Collected data:
· · · · ·
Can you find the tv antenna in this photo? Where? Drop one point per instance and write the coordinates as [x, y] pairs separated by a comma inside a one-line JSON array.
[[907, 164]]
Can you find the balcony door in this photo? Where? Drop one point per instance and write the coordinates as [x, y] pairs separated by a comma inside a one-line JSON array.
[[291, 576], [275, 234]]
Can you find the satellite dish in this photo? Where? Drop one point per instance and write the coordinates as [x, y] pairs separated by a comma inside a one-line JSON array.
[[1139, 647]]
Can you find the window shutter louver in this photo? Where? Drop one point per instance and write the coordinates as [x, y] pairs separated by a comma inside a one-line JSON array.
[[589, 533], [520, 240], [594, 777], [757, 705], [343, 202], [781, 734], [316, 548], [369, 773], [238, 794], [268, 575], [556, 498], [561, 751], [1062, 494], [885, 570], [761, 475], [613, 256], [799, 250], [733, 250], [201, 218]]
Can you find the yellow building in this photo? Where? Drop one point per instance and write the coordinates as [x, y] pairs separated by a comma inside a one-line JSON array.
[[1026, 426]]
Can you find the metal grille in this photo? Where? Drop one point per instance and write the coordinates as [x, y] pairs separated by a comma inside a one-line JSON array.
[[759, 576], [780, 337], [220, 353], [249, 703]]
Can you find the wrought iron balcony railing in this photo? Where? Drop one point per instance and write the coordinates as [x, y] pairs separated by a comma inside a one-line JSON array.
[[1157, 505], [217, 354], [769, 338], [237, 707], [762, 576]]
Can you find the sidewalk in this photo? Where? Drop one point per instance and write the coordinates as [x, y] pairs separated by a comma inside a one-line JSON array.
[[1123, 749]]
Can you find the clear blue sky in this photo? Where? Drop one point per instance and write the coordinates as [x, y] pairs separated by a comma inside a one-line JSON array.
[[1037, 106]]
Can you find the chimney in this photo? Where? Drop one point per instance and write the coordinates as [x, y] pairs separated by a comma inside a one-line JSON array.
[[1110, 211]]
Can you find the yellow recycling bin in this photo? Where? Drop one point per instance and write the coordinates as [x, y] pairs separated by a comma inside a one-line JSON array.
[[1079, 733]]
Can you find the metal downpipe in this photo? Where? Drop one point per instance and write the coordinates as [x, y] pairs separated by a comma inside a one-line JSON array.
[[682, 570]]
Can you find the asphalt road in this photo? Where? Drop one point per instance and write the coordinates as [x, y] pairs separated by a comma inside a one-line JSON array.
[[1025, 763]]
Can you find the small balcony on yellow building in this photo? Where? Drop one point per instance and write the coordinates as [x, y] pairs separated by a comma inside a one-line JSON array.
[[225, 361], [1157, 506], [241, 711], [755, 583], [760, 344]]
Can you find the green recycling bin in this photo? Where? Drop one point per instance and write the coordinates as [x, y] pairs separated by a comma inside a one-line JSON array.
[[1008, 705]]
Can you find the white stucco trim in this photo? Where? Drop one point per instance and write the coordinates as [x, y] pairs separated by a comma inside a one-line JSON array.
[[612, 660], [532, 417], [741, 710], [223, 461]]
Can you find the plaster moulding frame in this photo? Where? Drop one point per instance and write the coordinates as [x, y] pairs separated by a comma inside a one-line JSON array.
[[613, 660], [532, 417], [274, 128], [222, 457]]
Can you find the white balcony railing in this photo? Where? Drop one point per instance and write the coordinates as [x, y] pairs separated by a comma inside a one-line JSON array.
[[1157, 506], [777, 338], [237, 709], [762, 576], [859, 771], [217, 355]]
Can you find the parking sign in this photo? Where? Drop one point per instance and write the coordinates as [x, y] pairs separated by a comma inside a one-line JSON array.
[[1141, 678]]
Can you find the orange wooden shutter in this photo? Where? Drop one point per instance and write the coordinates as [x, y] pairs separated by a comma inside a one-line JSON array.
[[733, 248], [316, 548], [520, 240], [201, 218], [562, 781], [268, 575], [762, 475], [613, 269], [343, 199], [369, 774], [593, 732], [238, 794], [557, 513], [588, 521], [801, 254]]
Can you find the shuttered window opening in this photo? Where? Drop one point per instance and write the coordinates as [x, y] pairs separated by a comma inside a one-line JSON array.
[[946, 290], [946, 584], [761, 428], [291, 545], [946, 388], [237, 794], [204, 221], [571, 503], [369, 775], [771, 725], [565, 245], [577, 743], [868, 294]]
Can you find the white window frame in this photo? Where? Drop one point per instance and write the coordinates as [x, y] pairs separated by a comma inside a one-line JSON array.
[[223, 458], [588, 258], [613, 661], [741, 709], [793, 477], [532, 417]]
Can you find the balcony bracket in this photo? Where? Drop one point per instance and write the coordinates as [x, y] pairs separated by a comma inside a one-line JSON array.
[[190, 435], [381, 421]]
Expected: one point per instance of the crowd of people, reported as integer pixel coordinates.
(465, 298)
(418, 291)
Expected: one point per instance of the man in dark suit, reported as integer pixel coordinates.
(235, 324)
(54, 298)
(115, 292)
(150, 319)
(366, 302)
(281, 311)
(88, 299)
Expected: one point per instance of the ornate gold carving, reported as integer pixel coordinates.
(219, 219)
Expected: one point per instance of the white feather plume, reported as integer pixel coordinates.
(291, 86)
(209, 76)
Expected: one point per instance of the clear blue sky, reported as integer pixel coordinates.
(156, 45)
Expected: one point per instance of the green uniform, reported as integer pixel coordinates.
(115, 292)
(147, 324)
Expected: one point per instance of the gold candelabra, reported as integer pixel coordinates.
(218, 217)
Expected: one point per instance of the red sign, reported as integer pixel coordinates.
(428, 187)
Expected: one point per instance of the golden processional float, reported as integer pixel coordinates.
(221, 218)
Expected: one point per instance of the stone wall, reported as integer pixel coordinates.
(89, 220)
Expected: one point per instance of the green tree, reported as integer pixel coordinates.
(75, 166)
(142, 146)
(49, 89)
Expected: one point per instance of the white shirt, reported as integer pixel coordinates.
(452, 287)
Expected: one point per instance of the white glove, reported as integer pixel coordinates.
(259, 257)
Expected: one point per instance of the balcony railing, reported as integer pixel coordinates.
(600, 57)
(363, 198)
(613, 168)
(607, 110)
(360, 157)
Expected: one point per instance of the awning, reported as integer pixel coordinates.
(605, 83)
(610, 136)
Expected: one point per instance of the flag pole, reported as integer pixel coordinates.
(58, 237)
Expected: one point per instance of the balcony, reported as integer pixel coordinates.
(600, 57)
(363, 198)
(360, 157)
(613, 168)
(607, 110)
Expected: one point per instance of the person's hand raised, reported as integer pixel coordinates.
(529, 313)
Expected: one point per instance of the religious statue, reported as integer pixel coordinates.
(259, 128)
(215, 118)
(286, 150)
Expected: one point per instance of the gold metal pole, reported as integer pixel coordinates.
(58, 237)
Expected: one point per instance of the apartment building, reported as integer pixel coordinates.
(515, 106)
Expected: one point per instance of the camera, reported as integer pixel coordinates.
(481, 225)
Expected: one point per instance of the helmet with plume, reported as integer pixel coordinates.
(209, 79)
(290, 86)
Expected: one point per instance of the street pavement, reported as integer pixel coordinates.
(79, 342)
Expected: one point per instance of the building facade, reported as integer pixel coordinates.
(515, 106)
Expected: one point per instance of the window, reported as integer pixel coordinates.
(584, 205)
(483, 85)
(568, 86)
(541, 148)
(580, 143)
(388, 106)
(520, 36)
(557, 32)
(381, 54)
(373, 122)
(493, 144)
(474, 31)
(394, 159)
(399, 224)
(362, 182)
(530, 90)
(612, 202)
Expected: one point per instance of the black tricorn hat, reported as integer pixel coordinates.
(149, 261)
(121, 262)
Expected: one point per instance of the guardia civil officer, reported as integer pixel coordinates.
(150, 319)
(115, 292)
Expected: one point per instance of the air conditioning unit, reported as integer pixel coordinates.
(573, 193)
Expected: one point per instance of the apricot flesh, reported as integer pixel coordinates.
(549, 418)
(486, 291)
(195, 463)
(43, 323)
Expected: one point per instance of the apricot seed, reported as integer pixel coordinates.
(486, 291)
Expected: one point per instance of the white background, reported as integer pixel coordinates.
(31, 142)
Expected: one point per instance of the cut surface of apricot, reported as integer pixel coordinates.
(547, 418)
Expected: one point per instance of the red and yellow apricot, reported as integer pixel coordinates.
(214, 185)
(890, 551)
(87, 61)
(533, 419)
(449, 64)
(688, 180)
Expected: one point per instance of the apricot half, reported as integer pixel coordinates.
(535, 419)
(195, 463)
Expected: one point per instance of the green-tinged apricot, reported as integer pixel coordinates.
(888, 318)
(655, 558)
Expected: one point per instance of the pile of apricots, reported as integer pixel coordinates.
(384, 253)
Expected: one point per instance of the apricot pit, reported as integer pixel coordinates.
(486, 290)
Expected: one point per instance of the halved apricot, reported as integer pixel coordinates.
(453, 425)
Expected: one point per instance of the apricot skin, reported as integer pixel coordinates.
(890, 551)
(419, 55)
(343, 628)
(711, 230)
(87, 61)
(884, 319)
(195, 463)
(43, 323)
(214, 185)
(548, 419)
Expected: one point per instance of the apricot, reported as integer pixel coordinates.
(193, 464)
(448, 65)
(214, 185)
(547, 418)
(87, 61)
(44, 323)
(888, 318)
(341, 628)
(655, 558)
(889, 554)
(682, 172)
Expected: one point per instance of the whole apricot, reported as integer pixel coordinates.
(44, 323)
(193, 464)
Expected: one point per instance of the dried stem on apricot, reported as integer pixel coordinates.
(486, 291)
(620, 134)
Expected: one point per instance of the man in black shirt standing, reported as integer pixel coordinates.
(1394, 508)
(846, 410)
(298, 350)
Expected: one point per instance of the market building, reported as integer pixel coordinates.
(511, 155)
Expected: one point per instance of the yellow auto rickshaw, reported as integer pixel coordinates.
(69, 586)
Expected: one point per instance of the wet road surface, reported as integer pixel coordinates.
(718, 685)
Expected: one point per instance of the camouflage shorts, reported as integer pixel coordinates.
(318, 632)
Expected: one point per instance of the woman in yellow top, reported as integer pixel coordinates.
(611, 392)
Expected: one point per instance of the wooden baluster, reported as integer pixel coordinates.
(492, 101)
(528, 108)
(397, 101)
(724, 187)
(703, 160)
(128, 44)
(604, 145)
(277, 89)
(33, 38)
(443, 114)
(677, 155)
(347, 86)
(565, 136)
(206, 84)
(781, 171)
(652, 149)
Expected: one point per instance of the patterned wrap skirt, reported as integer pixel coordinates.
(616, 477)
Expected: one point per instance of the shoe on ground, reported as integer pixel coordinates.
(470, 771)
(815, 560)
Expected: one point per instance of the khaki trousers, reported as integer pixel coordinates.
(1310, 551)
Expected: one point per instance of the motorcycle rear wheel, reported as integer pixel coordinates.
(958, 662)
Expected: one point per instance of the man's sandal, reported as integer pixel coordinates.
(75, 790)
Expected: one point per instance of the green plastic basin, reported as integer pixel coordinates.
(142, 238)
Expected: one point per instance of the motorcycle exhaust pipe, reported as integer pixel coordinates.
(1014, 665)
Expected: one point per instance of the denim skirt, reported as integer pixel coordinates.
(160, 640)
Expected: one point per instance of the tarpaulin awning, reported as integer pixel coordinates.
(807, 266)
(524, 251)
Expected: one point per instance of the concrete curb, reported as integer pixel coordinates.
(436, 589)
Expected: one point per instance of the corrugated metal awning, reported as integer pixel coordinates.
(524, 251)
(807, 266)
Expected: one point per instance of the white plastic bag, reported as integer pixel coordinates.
· · · · ·
- Work to do: Format the material from its first line up to and including the line containing "[[1139, 647]]" as a JSON list of strings with one string per line and no blank lines.

- Right answer:
[
  "Can you find the tv antenna in this photo? Where? Drop one point per instance and write the coordinates as [x, y] pairs separated by a comma inside a one-line JSON array.",
  "[[907, 164]]",
  "Can you find the balcony door in this photo? Where? Drop one point per instance and write the coordinates as [x, y] pairs separated by a comma inside a one-line JSON array.",
  "[[291, 576], [275, 234]]",
  "Can you find the satellite dish in this photo? Where? Drop one point per instance and write the coordinates as [x, y] pairs separated by a comma inside a one-line JSON array.",
  "[[1139, 647]]"
]